# EXERCISE INPUT:

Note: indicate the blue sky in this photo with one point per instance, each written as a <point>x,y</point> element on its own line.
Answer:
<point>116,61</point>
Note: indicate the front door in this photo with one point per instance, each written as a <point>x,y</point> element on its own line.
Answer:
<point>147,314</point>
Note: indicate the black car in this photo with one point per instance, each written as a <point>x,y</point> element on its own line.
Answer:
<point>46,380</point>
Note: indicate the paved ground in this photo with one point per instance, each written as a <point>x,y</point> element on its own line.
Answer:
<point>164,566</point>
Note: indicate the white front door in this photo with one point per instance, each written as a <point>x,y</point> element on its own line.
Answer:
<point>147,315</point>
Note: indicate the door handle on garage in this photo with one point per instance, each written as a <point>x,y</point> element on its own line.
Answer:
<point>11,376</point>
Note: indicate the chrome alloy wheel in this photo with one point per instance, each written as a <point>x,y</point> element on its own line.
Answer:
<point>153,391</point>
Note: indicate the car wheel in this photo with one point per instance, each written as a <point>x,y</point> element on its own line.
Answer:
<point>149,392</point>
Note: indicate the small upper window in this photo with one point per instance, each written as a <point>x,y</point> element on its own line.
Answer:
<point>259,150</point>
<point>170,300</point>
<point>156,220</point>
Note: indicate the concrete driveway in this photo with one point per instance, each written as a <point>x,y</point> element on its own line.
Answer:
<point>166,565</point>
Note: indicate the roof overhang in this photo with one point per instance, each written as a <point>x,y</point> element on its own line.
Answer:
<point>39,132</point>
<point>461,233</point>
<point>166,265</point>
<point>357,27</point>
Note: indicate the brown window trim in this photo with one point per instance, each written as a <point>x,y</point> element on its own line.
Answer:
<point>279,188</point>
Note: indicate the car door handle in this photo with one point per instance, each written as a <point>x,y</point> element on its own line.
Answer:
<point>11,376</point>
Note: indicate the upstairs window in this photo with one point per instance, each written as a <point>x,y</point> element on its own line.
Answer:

# WORK TO BE COMPLETED:
Copy out the material above in its entirety. Every detail must match.

# RESPONSE BELOW:
Note: indicate the blue sky in this photo with one point per instance, each written as a <point>x,y</point> element on its own line.
Answer:
<point>116,61</point>
Note: indicate the front door in this photo with one point per instance, each written as a <point>x,y</point> element on its own line.
Answer:
<point>147,314</point>
Note: indicate the black car in this photo with one point per instance, each written as a <point>x,y</point> element on its own line.
Answer:
<point>46,380</point>
Note: indicate the paved ground in this photo with one point per instance, each written as a <point>x,y</point> element on its own line.
Answer:
<point>164,566</point>
Note: indicate the white front door in this photo with one point per instance, each written as a <point>x,y</point> element on its own line.
Answer:
<point>147,315</point>
Note: indicate the door handle on garage in this photo with one point per instance, each written as a <point>x,y</point> element on its own line.
Answer:
<point>11,376</point>
Note: indicate the chrome alloy wheel in this photo with one point per instance, each written as a <point>x,y</point> element on its own line.
Answer:
<point>153,391</point>
Note: indicate the car wheel in this photo with one point per instance, each written as a <point>x,y</point> element on its own line.
Answer:
<point>149,392</point>
Note: indicate the small upper window in this photo with one point per instance, each written as a <point>x,y</point> element on its own line.
Answer:
<point>259,150</point>
<point>170,300</point>
<point>156,220</point>
Note: indicate the concrete driveway in this photo with one point per instance, each written as a <point>x,y</point> element on its own line.
Answer:
<point>166,565</point>
Note: indicate the roof overhang in this photo with one point per instance, each written as a <point>x,y</point> element on its own line.
Answer:
<point>39,132</point>
<point>461,233</point>
<point>166,265</point>
<point>357,27</point>
Note: indicate the brown window trim in this photo with one point per instance, each written as a <point>x,y</point> element on its own line.
Answer:
<point>279,188</point>
Note: indicate the car door handle in this photo with one point per instance, each written as a <point>x,y</point> element on its own line.
Answer:
<point>11,376</point>
Note: indicate the upstairs window in this photo with one point per instance, each written as a <point>x,y</point> element on its own line.
Answer:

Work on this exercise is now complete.